_Data shown_.
========================

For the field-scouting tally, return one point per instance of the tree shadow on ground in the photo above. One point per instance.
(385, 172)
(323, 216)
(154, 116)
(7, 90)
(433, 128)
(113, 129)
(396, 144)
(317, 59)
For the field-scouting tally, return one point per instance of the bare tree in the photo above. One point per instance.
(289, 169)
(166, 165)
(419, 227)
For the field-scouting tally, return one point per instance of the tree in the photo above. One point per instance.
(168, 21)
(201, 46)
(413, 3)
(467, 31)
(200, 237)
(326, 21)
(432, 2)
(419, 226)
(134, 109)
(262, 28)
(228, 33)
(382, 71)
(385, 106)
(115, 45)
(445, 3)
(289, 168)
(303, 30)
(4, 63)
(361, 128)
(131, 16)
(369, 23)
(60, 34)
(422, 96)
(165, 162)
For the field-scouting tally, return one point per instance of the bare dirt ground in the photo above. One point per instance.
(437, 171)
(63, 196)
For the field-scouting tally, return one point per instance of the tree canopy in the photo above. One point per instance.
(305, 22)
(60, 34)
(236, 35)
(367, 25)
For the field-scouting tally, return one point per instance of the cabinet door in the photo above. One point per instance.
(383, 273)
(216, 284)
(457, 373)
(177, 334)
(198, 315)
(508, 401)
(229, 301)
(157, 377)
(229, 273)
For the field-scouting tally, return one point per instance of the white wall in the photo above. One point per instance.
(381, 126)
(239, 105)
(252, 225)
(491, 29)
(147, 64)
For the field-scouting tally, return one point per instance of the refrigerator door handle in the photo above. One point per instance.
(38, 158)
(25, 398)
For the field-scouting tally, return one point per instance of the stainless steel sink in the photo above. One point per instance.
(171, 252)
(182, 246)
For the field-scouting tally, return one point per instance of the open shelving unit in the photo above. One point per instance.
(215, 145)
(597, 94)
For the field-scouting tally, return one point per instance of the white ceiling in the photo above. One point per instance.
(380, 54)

========================

_What you will do_. Output the records above in their entirety, exactly.

_Solution for this exercise_.
For the field-scouting tally, return one point per instance of the tree shadow on ground in the photo above. One point per instance.
(385, 172)
(323, 216)
(154, 116)
(7, 90)
(433, 128)
(113, 129)
(396, 144)
(317, 59)
For the field-scouting tally, return one point per instance of the bare tree in the photo above. One point per instance.
(289, 169)
(166, 165)
(419, 227)
For the field-scouting tally, return one point per instance of the tree in the photo above. One point per instance.
(168, 21)
(201, 46)
(413, 3)
(467, 31)
(200, 237)
(326, 21)
(432, 2)
(419, 226)
(134, 109)
(262, 28)
(228, 33)
(382, 71)
(385, 106)
(115, 45)
(445, 3)
(289, 168)
(303, 30)
(4, 63)
(361, 128)
(131, 16)
(369, 23)
(60, 34)
(422, 96)
(165, 162)
For the field-scouting tally, return one point per instance of the bare dirt ground in the photo above. One point per instance.
(437, 171)
(63, 196)
For the field-scouting tally, return one point per instance of the tree canopy in the photo above. One point per instance.
(305, 22)
(60, 34)
(236, 35)
(367, 25)
For the field-scouting tally, return one point per instance of the cabinet door in the photo above. One point per instance.
(383, 273)
(216, 284)
(457, 373)
(177, 334)
(198, 315)
(508, 401)
(229, 301)
(157, 377)
(229, 273)
For the field-scouting tally, return one point per instance of the white wall in the photo above. One point per instance.
(381, 126)
(239, 105)
(252, 225)
(491, 29)
(147, 64)
For the field-scouting tally, return one point per instance of the refrigerator door handle in the photo above. One point per instance.
(38, 158)
(25, 398)
For the field-scouting tally, return one point per instance of the stainless steel sink in the photo above. One point per instance.
(171, 252)
(182, 246)
For the field-scouting tally, return one point per instance of the open shelving unit in the photo above. One point per instance.
(215, 145)
(597, 94)
For the field-scouting tally, return one point per instance of the white ceiling in the photo above. One point per instance.
(380, 54)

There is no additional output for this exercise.